Problem to solve — For each line in the data that includes "below", make a copy.

Information provided —
━━━━━━━━━━━━━━━━━━━━━━━━━━━━━━

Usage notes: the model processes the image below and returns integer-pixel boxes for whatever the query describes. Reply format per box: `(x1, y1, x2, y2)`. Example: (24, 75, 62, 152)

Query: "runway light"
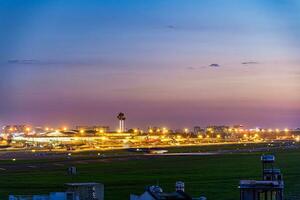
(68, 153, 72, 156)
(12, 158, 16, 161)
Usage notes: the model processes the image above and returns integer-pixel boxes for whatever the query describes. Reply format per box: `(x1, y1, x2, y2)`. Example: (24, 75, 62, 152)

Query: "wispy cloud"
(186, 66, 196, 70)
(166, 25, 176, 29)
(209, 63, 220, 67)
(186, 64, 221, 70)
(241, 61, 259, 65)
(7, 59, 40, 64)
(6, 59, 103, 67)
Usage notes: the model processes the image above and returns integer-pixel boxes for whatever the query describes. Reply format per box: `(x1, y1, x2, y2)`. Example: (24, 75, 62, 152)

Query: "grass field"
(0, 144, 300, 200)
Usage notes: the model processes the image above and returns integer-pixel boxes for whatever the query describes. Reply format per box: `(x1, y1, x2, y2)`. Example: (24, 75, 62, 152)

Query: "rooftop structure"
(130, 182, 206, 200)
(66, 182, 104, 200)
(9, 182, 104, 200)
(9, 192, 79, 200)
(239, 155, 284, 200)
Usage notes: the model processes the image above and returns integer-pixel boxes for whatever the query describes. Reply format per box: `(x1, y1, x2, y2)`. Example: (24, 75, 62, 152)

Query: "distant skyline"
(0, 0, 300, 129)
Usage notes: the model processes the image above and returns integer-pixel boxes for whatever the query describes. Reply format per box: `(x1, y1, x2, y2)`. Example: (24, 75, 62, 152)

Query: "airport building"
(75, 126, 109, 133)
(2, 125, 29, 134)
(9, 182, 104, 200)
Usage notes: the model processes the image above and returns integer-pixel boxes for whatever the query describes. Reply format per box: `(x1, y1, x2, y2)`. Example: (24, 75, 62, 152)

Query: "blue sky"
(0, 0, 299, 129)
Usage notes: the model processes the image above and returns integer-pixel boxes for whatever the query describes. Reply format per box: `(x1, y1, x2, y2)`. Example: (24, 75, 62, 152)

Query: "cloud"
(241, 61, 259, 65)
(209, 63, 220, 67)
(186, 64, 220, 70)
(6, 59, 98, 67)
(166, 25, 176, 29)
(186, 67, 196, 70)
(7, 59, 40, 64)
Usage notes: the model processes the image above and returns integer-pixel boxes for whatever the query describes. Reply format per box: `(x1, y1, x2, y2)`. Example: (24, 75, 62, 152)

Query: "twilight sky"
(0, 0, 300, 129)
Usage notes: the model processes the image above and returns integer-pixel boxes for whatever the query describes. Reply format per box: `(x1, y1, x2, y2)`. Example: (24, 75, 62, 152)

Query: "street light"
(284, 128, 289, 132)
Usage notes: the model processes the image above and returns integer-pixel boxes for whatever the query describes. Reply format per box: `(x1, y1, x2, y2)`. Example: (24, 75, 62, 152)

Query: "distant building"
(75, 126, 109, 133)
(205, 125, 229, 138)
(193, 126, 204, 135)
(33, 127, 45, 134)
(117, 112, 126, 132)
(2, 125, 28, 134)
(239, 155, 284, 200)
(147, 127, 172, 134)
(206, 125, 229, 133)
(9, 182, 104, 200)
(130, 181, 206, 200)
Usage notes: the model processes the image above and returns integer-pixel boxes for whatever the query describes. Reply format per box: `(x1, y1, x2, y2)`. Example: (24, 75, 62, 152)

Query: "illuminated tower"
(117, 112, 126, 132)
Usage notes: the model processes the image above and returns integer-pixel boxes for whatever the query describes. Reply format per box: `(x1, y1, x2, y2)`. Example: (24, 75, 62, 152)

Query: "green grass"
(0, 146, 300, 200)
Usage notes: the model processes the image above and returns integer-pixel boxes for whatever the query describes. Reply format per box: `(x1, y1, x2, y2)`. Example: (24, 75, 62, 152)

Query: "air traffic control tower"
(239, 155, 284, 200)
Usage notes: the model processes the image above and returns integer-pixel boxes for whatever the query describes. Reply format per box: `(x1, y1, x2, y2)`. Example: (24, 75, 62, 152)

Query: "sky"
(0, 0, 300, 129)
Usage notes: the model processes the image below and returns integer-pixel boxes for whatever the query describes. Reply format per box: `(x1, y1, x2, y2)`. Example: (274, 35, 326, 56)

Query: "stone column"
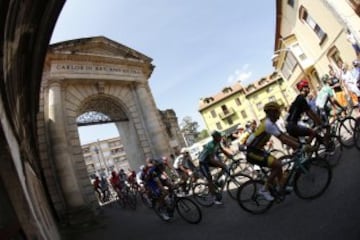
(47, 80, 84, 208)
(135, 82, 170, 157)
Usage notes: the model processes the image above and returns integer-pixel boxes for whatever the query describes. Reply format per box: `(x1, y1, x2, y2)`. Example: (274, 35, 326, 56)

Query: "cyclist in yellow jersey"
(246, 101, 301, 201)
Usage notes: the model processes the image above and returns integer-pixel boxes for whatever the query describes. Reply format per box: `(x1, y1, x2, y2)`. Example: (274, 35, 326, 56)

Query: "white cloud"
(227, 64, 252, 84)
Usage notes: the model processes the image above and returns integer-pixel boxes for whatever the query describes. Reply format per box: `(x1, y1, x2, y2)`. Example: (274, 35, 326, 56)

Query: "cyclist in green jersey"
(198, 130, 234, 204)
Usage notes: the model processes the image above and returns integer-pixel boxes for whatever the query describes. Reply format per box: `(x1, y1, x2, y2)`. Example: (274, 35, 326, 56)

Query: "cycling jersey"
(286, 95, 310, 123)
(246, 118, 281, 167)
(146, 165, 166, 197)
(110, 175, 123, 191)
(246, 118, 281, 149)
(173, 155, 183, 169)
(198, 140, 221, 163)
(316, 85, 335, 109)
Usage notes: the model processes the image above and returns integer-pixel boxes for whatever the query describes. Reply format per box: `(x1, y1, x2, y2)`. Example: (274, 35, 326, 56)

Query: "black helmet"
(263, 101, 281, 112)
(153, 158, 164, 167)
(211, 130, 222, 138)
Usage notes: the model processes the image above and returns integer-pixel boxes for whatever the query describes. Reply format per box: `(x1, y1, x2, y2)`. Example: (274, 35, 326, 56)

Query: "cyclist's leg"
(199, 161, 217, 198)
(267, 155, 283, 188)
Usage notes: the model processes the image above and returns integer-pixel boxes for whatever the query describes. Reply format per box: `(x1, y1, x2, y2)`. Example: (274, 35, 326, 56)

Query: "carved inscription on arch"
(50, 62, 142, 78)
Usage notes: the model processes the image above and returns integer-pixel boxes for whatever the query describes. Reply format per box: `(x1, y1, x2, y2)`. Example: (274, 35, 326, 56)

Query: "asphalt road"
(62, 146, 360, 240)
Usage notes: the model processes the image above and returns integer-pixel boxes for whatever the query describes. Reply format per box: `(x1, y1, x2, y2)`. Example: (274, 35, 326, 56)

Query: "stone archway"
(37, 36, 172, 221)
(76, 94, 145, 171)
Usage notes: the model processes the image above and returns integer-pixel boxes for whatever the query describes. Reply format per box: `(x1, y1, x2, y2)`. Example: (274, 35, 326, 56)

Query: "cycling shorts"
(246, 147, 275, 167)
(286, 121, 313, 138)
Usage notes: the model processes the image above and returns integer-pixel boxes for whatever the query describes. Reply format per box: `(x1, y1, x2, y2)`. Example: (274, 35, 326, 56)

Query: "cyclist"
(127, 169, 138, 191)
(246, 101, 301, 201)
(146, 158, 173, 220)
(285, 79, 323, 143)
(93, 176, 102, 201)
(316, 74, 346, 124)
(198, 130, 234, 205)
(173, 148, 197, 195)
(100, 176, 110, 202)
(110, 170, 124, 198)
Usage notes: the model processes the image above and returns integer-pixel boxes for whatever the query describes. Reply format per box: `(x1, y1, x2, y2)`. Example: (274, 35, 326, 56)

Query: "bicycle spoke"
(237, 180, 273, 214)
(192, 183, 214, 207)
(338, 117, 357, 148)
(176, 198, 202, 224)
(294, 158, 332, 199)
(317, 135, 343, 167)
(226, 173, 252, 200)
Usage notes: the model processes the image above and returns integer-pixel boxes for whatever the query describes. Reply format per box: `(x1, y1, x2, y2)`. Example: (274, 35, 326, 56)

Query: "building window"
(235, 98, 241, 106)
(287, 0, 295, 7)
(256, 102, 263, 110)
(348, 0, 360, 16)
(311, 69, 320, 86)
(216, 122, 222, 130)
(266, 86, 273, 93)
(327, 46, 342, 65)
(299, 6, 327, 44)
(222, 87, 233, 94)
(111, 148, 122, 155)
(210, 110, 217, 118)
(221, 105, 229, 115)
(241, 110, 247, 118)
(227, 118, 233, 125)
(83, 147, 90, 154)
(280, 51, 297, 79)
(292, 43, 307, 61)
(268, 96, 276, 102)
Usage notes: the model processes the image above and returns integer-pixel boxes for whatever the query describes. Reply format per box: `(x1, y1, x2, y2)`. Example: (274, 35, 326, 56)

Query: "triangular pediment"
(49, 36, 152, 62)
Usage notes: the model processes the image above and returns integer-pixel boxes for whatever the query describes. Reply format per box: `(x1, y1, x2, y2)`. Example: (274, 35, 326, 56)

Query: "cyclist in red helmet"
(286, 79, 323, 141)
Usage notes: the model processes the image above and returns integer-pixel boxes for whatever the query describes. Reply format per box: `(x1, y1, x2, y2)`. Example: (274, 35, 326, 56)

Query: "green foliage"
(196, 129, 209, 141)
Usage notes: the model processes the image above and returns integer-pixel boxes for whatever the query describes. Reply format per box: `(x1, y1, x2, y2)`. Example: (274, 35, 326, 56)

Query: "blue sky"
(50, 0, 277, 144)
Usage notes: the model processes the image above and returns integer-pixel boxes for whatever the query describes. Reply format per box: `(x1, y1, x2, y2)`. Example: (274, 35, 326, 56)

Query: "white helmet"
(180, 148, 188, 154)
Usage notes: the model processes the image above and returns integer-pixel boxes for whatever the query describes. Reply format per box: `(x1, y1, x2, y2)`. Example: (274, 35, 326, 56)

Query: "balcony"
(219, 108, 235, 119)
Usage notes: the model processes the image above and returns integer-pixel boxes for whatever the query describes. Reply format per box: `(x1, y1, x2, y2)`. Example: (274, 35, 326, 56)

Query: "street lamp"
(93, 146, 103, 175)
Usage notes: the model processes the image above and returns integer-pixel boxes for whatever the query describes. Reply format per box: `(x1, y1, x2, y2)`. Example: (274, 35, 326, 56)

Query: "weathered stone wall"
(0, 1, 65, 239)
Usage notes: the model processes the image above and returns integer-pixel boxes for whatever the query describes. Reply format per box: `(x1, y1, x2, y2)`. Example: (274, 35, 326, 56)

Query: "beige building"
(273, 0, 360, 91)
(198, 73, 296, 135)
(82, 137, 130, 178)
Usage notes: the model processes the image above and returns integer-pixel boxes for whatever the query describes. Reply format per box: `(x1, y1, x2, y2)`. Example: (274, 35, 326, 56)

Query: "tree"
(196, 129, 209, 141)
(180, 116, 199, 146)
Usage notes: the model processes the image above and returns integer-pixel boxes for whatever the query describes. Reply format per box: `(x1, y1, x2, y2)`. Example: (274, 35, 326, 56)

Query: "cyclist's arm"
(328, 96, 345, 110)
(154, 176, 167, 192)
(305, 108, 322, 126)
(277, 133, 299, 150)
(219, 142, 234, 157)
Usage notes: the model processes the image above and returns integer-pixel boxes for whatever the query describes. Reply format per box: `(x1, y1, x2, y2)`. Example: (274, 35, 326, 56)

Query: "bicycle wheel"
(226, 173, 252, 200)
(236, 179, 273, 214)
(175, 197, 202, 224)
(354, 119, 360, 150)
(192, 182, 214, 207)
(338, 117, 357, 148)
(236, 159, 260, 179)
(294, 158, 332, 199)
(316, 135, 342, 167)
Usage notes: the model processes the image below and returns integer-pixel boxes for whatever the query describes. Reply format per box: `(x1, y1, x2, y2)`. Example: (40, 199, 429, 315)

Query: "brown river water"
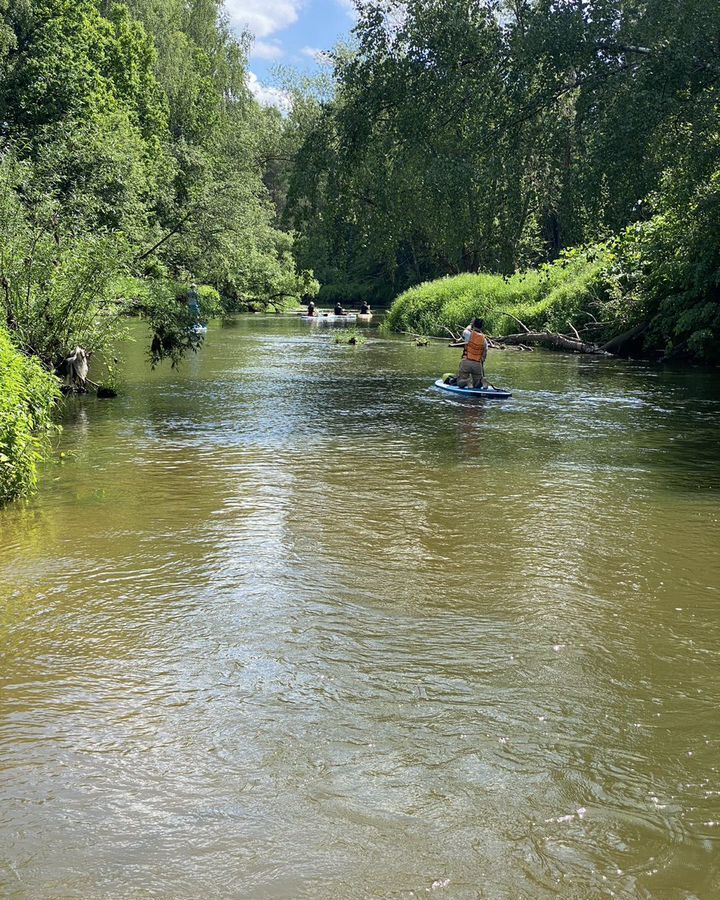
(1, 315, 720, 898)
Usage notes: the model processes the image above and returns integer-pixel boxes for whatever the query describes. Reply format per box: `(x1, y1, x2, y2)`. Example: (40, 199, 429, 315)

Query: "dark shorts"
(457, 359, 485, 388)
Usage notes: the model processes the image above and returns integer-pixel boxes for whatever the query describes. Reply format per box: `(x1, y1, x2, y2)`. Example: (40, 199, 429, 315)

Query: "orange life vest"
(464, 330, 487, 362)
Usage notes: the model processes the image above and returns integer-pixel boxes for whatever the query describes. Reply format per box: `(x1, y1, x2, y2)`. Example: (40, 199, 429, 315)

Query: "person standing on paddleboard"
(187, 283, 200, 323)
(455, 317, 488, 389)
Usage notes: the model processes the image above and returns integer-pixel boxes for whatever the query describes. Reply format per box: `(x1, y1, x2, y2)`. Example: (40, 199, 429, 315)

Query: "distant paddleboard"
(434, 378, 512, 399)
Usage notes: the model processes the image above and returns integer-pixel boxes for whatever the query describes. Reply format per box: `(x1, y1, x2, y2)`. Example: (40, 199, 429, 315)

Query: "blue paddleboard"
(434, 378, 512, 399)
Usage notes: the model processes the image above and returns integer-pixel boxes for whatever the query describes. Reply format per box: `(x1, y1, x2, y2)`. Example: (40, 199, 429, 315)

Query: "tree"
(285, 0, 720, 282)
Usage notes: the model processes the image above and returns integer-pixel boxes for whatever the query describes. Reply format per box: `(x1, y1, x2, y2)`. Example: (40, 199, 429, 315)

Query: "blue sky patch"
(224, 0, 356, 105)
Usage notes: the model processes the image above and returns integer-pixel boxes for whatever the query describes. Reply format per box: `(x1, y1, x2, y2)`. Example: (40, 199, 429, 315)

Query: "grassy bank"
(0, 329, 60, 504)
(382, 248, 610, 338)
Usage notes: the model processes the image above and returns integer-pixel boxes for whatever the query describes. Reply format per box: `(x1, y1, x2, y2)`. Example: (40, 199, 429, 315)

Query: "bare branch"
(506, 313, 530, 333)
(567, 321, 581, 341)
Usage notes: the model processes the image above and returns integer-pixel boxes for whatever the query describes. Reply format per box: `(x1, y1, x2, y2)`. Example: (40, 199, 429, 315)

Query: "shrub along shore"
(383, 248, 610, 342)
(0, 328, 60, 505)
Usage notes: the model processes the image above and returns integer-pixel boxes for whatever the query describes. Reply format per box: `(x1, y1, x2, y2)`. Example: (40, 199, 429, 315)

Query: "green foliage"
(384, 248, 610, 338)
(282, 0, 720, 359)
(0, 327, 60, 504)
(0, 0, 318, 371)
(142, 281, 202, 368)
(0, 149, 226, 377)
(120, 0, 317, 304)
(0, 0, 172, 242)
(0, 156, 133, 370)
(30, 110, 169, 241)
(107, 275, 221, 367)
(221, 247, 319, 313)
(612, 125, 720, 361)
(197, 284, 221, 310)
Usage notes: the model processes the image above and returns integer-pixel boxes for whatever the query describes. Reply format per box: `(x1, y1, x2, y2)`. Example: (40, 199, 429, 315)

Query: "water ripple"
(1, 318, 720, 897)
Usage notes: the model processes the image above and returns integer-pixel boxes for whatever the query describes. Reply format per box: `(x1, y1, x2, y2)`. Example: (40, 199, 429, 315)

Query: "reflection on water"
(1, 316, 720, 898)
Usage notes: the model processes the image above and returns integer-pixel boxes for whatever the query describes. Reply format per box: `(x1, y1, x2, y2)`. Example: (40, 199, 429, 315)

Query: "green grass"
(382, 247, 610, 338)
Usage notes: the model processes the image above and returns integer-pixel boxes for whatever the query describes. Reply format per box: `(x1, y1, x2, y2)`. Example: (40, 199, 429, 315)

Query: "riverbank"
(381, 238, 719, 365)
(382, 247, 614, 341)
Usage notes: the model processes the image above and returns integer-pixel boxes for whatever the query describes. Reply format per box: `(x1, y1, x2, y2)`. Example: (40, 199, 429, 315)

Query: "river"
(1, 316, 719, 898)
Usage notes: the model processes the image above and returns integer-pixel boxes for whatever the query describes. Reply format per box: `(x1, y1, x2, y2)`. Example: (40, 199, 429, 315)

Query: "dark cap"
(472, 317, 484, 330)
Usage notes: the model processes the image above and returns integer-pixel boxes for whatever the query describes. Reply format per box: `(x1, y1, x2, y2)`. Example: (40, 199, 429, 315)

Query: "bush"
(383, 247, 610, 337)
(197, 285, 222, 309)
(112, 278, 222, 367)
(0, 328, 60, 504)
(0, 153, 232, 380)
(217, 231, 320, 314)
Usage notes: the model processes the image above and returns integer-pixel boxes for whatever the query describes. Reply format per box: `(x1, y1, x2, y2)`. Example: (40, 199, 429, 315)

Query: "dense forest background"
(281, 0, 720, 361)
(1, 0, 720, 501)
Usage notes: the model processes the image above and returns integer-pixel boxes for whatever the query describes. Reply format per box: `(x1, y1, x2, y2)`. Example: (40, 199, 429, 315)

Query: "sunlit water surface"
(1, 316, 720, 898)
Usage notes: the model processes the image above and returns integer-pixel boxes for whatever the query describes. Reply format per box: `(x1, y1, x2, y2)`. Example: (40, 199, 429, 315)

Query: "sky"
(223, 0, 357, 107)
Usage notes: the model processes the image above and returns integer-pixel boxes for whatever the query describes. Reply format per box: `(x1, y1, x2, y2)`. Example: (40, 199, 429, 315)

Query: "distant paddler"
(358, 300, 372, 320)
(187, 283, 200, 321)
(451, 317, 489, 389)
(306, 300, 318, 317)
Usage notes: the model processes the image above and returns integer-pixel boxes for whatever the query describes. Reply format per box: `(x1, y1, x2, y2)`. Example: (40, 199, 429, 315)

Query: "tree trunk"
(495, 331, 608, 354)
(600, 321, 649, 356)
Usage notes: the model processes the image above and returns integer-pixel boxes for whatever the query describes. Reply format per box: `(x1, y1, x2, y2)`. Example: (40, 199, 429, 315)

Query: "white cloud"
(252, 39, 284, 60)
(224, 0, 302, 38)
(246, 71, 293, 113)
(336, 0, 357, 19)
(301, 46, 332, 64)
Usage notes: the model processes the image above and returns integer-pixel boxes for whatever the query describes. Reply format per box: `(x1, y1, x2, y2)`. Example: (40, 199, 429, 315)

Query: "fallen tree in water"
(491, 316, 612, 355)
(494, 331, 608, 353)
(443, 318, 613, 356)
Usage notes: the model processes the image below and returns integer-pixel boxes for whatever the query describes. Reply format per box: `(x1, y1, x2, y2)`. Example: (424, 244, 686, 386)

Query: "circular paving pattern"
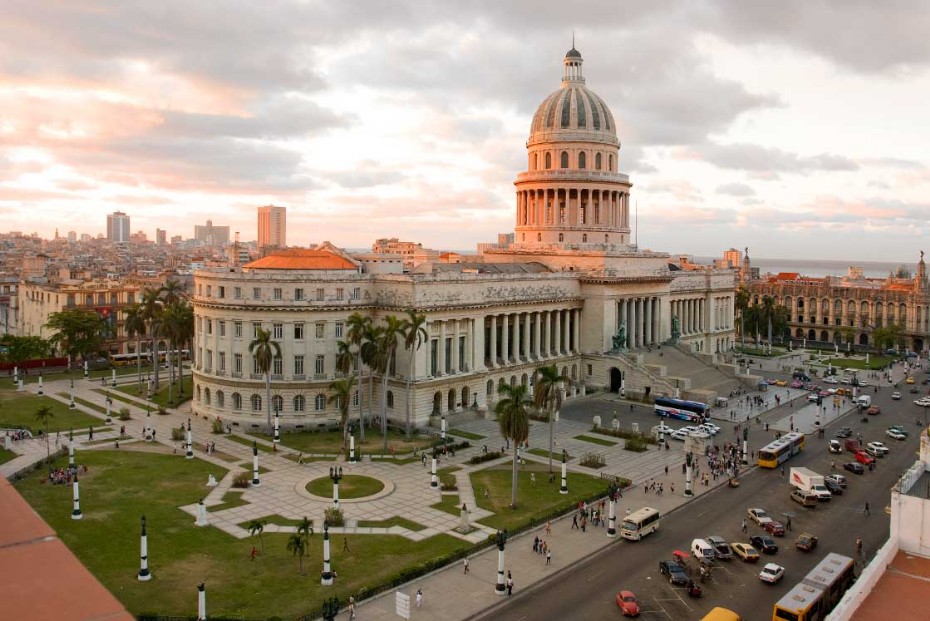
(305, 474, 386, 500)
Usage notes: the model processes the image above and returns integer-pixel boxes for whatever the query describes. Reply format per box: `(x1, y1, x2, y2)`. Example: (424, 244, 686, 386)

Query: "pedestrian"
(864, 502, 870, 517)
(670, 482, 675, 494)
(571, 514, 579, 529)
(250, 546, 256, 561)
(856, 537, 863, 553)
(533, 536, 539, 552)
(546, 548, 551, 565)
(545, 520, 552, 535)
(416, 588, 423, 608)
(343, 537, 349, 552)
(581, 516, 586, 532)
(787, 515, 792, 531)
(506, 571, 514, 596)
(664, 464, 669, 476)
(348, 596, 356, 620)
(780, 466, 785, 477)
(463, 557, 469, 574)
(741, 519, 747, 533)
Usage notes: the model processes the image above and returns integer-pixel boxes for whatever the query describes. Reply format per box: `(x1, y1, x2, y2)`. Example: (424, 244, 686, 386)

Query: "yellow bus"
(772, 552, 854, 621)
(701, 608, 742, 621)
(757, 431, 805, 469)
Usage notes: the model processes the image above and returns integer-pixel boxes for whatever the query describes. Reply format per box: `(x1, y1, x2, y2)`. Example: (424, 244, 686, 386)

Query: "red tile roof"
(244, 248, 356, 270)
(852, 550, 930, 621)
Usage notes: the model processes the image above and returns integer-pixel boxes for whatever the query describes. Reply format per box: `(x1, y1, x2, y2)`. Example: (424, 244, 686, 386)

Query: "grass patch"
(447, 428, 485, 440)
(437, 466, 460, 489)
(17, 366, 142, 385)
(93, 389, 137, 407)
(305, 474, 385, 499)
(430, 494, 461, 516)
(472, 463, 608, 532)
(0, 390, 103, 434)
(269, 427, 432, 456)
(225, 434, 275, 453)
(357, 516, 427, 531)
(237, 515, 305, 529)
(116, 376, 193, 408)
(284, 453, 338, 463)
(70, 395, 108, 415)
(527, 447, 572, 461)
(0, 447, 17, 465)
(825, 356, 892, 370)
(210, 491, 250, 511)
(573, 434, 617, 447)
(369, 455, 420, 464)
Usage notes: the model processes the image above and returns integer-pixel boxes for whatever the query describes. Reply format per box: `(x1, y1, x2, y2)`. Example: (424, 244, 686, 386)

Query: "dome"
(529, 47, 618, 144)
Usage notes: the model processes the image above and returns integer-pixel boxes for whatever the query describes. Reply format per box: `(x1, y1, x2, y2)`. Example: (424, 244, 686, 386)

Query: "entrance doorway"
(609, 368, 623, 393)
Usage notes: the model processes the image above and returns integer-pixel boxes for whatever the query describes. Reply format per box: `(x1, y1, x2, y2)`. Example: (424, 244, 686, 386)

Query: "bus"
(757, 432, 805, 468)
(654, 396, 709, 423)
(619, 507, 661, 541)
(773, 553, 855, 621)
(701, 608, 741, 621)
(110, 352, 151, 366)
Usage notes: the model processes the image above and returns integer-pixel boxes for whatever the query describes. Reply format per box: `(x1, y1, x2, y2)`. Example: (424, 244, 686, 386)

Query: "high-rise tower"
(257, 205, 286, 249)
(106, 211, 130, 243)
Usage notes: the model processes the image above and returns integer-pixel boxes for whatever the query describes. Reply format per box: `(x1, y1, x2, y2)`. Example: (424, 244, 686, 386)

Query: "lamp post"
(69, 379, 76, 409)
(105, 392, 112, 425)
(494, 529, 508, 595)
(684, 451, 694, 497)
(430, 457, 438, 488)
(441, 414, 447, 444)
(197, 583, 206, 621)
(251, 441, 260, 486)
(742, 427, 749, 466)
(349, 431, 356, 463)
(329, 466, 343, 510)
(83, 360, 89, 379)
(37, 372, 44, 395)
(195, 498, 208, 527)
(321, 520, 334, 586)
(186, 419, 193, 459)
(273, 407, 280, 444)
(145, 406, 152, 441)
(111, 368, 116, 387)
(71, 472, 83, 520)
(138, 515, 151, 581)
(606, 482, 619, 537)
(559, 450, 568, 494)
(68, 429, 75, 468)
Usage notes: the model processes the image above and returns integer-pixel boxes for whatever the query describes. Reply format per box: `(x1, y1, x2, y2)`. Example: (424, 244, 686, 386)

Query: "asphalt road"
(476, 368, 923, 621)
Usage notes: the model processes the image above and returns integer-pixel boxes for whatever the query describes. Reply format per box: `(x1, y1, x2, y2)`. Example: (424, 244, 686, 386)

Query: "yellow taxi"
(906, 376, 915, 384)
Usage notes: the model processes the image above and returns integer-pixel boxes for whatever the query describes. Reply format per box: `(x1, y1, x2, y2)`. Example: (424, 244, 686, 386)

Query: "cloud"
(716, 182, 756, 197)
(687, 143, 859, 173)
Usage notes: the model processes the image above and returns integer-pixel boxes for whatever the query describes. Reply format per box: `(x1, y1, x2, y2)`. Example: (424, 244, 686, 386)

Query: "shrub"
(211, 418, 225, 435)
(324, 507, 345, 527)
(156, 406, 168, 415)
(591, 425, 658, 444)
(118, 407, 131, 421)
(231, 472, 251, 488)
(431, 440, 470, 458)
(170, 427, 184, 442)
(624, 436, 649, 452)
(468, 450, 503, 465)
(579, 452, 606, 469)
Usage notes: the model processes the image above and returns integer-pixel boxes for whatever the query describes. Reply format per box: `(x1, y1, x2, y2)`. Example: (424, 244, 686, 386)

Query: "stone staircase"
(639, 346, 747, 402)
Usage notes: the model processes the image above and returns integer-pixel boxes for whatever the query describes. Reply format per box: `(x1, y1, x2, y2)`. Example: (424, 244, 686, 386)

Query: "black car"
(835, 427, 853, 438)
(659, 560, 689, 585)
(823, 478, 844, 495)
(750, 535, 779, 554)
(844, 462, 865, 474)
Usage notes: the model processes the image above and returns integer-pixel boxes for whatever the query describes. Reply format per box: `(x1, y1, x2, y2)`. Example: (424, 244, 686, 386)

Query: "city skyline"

━━━━━━━━━━━━━━━━━━━━━━━━━━━━━━

Task output —
Usage notes: the model processes the image below and returns integer-pixel boxes for whatever the query describes. Reply format per box: `(x1, y1, x2, y2)`. Example: (24, 75, 62, 152)
Usage notes: the model processes the image below and returns integer-pixel boxes for whatever the query describes. Reply format per box: `(x1, y1, x2, y2)`. Example: (274, 35, 326, 56)
Usage notes: the model processes the image below and returns integer-pixel boxes for whatever the query describes. Reply format per box: `(x1, y1, x2, y2)`. Example: (40, 199, 429, 315)
Usage notes: the model processes the image below and returns integer-pixel boxes for whatever the query describes. Reply format per box: `(x1, y1, x2, y2)`. Example: (424, 244, 686, 386)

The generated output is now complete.